**Task directions**
Locate every line in the records below that contains the string "sequined", matching case exactly, and copy each of those lines.

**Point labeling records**
━━━━━━━━━━
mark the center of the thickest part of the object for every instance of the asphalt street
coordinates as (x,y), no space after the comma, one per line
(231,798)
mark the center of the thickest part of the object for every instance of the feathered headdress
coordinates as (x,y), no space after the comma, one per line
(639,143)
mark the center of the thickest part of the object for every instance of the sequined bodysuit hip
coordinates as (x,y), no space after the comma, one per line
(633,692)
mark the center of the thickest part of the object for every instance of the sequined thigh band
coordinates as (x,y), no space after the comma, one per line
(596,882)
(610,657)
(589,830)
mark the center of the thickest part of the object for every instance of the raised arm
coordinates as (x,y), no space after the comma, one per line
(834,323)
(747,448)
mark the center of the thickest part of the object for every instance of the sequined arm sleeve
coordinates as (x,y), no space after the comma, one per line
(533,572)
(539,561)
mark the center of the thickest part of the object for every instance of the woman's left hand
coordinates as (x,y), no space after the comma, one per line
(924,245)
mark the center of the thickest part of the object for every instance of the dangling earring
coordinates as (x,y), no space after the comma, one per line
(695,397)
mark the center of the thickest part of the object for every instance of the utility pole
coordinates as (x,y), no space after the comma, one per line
━━━━━━━━━━
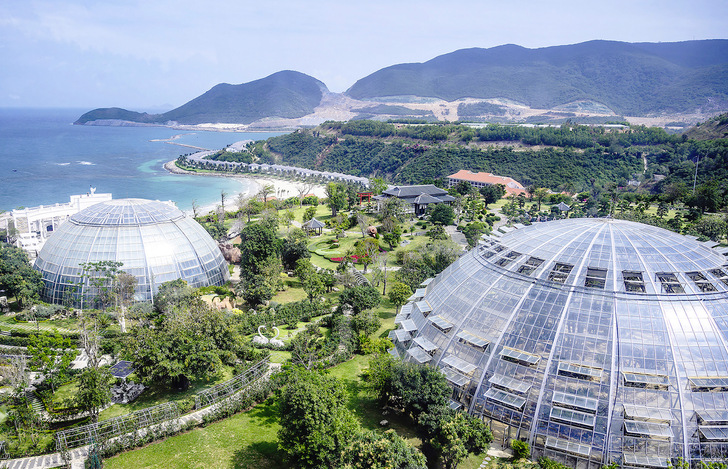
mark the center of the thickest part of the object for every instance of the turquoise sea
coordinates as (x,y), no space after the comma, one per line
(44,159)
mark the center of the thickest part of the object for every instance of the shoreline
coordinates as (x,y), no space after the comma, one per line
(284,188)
━━━━━━━━━━
**Task solution**
mark the center of the thickest part of the object for every instance of the sequined bodysuit hip
mark the center of the thickest part of the object for every instance of the sequined thigh band
mark the center of the thickest part of the object for every instance of the sequined arm sleeve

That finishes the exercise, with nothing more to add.